| TASK REQUIREMENTS |
Copy exactly, and only, the lines from the line containing "sky using the picture above." through the last line of the records below, both included.

| SUPPLIED DATA |
>> Begin

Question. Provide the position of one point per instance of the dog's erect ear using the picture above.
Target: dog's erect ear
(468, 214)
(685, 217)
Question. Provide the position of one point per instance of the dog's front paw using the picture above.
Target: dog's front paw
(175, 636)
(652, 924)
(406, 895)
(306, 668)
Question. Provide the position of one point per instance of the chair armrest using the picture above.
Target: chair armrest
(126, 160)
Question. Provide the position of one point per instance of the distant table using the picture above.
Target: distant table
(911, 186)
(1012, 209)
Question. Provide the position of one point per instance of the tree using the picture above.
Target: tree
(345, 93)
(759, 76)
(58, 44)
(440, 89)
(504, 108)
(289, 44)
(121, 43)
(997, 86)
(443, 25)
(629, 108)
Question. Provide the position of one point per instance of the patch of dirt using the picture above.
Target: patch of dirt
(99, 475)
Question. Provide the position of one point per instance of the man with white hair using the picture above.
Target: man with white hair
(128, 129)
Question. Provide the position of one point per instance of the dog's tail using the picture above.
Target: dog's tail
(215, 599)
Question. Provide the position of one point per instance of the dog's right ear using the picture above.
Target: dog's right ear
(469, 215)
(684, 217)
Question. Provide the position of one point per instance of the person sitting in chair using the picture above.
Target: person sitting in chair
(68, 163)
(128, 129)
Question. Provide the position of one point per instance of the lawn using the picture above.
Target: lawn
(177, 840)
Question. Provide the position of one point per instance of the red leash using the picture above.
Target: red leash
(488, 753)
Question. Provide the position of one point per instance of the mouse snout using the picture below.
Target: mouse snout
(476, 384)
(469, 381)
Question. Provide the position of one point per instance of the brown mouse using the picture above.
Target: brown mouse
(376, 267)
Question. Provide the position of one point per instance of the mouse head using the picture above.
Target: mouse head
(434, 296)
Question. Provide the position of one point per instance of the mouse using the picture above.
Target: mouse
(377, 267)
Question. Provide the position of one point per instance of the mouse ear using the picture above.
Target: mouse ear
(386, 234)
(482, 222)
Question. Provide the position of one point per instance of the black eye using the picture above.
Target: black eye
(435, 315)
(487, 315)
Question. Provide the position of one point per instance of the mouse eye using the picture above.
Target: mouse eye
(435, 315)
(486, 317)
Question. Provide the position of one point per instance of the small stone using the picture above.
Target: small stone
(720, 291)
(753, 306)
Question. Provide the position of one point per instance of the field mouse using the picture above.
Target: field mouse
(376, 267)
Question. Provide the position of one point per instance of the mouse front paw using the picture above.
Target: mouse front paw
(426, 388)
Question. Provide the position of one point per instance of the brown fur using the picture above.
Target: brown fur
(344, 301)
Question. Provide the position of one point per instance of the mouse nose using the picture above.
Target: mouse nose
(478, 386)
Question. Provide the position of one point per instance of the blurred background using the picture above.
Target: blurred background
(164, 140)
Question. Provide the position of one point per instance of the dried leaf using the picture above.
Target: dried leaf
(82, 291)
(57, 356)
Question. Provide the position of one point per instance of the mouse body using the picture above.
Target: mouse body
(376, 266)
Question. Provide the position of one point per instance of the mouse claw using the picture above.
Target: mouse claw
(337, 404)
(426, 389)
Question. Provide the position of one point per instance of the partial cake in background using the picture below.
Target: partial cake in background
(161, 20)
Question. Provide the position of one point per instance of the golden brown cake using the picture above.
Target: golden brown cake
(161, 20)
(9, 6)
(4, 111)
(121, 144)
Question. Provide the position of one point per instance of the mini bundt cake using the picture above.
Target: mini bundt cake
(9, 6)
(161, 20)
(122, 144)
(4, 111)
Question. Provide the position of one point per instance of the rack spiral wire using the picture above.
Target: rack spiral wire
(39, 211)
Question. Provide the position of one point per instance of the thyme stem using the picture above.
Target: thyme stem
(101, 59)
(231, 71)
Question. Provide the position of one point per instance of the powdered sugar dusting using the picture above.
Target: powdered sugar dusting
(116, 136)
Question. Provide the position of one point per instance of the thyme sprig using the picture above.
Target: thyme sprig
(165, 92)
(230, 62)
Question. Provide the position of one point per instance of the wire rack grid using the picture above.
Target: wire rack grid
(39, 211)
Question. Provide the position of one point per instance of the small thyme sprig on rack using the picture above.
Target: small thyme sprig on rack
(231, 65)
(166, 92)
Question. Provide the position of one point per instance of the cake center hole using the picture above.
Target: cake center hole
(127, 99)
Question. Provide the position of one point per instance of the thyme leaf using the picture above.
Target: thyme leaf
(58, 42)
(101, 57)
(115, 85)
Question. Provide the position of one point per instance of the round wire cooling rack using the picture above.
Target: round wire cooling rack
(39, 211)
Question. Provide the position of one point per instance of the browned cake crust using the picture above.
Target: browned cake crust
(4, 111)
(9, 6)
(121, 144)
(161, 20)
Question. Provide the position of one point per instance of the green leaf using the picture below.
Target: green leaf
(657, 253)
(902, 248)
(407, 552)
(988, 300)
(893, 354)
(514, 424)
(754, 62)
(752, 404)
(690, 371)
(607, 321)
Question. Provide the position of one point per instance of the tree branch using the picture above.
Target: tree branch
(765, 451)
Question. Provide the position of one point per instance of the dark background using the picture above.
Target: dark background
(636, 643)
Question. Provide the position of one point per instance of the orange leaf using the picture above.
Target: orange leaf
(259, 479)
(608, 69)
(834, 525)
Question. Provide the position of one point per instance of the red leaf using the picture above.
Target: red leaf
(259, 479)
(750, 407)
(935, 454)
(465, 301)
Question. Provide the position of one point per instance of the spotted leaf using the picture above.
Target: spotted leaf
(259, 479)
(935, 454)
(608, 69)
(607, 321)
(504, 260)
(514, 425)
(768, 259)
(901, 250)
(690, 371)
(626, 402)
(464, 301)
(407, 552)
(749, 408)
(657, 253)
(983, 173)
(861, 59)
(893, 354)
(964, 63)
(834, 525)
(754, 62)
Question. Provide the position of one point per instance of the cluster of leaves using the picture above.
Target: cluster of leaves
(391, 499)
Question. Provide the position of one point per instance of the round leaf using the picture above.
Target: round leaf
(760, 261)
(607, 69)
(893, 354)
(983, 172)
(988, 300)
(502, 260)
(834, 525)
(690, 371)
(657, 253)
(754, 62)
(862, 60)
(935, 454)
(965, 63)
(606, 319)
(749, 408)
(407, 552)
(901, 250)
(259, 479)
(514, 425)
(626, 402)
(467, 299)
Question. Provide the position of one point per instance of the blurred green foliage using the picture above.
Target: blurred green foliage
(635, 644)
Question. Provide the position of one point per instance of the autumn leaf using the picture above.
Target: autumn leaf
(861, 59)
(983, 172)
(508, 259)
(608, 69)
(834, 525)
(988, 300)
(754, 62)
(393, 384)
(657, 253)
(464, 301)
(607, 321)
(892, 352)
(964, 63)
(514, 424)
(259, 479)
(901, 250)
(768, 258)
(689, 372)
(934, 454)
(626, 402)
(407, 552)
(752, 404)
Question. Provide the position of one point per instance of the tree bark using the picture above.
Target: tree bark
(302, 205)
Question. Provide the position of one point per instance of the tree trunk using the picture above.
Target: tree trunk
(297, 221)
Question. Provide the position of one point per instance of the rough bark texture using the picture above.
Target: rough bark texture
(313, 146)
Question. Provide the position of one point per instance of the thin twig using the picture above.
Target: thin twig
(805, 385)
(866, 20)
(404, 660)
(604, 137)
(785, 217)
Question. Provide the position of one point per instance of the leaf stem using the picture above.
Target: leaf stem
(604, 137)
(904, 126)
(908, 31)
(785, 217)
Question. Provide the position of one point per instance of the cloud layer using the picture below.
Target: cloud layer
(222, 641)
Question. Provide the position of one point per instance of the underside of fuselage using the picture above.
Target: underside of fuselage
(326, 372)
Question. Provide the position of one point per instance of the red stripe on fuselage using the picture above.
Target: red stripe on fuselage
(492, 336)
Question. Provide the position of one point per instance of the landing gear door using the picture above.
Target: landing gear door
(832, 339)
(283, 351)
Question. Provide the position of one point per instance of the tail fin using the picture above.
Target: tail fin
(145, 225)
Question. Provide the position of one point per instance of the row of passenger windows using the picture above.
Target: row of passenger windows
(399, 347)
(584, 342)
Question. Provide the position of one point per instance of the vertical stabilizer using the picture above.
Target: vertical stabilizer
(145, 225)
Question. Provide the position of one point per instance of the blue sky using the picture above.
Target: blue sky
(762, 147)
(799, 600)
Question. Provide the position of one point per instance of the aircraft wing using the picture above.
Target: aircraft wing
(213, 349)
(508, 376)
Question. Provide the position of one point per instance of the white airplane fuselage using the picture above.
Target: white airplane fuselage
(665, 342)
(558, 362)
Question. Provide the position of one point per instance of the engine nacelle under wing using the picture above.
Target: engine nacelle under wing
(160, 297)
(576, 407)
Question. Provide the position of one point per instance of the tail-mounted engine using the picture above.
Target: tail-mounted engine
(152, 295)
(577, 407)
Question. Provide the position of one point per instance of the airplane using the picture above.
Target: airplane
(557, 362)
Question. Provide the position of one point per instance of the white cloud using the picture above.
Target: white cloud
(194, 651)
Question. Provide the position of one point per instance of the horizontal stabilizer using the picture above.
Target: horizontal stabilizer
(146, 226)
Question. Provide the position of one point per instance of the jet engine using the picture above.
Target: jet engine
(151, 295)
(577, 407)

>> End

| RIGHT ANSWER |
Question. Provide the position of one point per instance of the blue sky using the picture above.
Target: blue sky
(762, 147)
(799, 600)
Question. Provide the position of one point per instance of the aircraft wing using the picture above.
Target: aircraft wing
(213, 349)
(508, 376)
Question. Provide the position of one point per instance of the white airplane fuselage using the picture above.
Target: white airplane fuselage
(665, 342)
(558, 362)
Question. Provide the position of one point per instance of the engine nacelle under wing using the picture above.
Target: engine nacelle under wing
(160, 297)
(576, 407)
Question. Provide the position of one point per instance of the tail-mounted engine using the picture above.
Target: tail-mounted engine
(152, 295)
(577, 407)
Question. Provide the position of one point per instance of the airplane using the picture above.
Target: airplane
(557, 362)
Question. Provide the position of one point per instance of the white cloud using the picture above.
Target: white cloud
(194, 651)
Question. Provide the position of one point per instance of the horizontal stabilizer using the picture above.
Target: horizontal stabilizer
(146, 226)
Question. Provide the position of one point per instance of the jet engine using the picture above.
Target: jet engine
(151, 295)
(577, 407)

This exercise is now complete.